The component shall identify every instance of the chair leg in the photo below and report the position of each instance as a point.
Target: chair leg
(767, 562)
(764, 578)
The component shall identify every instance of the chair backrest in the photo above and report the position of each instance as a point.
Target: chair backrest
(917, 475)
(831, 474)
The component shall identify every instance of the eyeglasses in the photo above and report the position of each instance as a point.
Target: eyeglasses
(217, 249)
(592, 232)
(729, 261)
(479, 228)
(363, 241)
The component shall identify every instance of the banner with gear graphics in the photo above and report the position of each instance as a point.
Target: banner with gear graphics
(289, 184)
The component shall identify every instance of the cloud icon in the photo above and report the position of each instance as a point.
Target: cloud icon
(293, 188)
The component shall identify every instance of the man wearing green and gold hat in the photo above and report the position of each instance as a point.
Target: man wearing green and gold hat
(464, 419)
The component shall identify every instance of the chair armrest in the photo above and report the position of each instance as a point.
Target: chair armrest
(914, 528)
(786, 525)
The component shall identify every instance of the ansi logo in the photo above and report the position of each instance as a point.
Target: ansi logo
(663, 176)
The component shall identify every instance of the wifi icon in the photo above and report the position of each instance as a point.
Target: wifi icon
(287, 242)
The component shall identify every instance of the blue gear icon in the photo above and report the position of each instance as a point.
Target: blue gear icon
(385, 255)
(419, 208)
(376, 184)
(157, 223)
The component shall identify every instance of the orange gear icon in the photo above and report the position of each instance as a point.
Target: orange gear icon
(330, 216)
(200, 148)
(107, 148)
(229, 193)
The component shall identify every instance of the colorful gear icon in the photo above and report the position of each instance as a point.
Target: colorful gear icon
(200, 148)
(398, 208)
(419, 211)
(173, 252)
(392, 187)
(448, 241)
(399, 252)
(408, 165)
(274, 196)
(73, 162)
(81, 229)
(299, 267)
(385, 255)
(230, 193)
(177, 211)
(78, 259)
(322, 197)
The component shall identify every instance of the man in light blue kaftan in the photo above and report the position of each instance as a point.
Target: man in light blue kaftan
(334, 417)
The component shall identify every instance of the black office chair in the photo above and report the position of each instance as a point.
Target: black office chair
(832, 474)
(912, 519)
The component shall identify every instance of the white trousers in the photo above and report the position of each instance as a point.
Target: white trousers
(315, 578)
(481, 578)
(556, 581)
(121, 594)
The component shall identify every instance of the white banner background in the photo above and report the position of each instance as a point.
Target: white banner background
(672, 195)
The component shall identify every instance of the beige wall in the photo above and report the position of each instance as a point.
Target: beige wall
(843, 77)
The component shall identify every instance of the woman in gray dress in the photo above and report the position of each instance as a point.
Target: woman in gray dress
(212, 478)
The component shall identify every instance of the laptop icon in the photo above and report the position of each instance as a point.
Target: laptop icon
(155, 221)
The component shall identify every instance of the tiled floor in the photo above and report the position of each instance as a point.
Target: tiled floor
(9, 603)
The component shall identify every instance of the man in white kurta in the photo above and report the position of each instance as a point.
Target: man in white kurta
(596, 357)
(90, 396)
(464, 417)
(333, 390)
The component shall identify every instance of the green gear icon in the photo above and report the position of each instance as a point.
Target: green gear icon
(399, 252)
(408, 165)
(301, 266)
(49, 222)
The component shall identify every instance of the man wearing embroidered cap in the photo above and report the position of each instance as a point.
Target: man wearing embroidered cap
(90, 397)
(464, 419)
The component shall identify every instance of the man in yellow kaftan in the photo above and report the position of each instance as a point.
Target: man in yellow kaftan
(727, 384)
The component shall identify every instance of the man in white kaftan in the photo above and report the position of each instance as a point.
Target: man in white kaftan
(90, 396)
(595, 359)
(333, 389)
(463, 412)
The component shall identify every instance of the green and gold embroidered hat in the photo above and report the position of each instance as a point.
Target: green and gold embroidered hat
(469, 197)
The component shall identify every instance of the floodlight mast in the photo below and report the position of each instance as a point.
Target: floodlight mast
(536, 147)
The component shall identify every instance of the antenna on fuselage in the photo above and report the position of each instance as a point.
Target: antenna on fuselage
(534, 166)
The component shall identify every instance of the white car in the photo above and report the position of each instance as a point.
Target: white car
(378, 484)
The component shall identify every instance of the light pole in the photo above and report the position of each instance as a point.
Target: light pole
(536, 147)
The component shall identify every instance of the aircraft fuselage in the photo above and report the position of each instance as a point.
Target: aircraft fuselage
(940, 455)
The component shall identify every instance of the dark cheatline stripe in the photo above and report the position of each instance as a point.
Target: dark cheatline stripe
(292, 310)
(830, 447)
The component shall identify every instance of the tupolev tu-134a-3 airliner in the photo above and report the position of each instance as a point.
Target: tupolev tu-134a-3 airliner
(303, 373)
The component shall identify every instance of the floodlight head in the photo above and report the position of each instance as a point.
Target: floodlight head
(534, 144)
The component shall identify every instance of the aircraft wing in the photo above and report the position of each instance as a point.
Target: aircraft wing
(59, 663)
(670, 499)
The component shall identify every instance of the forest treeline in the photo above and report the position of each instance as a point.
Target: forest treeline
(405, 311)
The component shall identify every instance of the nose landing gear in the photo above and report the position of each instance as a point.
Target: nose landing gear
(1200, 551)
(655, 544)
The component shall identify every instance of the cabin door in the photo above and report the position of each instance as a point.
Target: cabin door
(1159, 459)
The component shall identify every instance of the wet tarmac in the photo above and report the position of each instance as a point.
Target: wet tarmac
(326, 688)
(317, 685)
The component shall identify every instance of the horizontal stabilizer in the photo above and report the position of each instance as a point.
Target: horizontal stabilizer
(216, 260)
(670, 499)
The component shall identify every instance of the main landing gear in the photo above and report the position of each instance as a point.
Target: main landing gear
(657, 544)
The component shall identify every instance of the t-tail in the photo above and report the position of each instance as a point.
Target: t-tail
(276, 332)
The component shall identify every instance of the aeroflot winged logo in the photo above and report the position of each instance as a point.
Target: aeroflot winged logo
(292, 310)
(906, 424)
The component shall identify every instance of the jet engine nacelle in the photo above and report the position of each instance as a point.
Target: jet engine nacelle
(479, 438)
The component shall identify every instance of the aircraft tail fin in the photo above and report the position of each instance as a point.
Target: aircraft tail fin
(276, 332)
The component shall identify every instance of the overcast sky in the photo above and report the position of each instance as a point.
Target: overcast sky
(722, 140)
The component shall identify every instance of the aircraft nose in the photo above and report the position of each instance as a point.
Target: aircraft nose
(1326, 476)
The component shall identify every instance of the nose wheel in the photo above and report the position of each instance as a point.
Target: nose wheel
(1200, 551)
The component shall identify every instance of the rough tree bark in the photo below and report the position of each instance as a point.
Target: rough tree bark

## Action item
Exactly and only the lines from the one containing "Target: aeroflot winged logo" to the end of the entries above are to be written out.

## Task output
Target: aeroflot winged logo
(292, 310)
(906, 424)
The component shall identify every instance of the jet engine nacelle in the photo above and report the position of each instance as a point.
Target: jet engine nacelle
(479, 438)
The component shall identify every instance of the aircraft tail fin in the photo above and report the position of each instance as a point.
Target: aircraft tail fin
(276, 332)
The component shall identify every instance of the overcast sky in the photo above and report the position of each instance as a point.
Target: overcast sky
(722, 140)
The component shall identify every instance of the aircraft nose in the photo above and report the position of each instance as a point.
Target: aircraft nose
(1326, 476)
The component shall identify every instance of the nose wheel in the photo above and report the position of each instance as a point.
Target: nose wheel
(1200, 551)
The component shall identify every instance of the rough tree bark in the photo below and report the position of each instance as a point.
Target: rough tree bark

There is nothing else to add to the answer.